■ Things to do:
**1)** Answer these questions using the commentary on Steve Smith below:
(a) What date does the commentary carry?
(b) In which country did the ball tampering controversy take place?
(c) Which team does the commentary say fixed the 1919 World Series?
**2)** Reproduce the commentary on Steve Smith below from "Steve Smith. (Photo" to "lunch money status.", both included.

-- Start of Excerpt --

Steve Smith. (Photo by Ryan Pierse - CA/Cricket Australia/Getty Images)
Expert
28th March, 2018
235
3161 Reads

The reaction to Steve Smith’s involvement in the ball tampering controversy in South Africa has been a pot pourri of the considered, sharply observed, hysterical, vindictive and misguided.

More than anything else, it has been intense, on a scale that transcends sport, relegating the transgressions of national figures such as Rolf Harris, Christopher Skase and Barnaby Joyce to nicking lunch money status.

This is Australia’s Chicago White Sox moment, where a once-loved team fixed the 1919 World Series, leading to an emotional outpouring of grief from a naïve public far less streetwise and aware than folk today. That cricket fans and the general public alike are so upset and angry with Smith speaks to the notion that the cynicism towards, and low expectations of, leaders, so prevalent in our society, does in fact have its limits.

So why is it that seemingly every man, woman and their dog feels that it is their business to have Smith placed in the stocks to have whatever punishment they determine meted out to him when he is merely the captain of a sporting team?

-- End of Excerpt --
-- Start of Dataset extract --

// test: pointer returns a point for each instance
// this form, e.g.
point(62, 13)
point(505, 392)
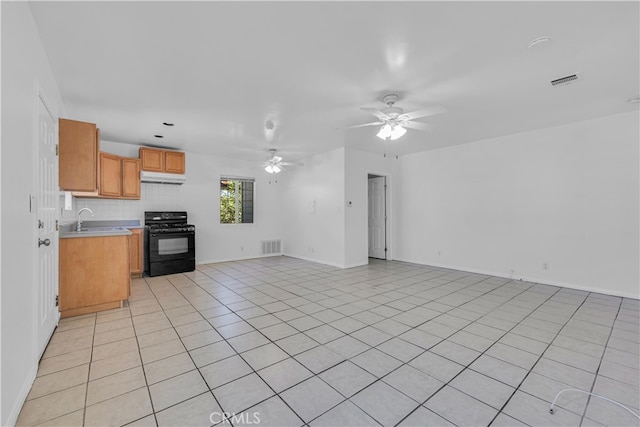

-- End of Dataset extract --

■ The answers:
**1)**
(a) 28th March, 2018
(b) South Africa
(c) The Chicago White Sox

**2)**
Steve Smith. (Photo by Ryan Pierse - CA/Cricket Australia/Getty Images)
Expert
28th March, 2018
235
3161 Reads

The reaction to Steve Smith’s involvement in the ball tampering controversy in South Africa has been a pot pourri of the considered, sharply observed, hysterical, vindictive and misguided.

More than anything else, it has been intense, on a scale that transcends sport, relegating the transgressions of national figures such as Rolf Harris, Christopher Skase and Barnaby Joyce to nicking lunch money status.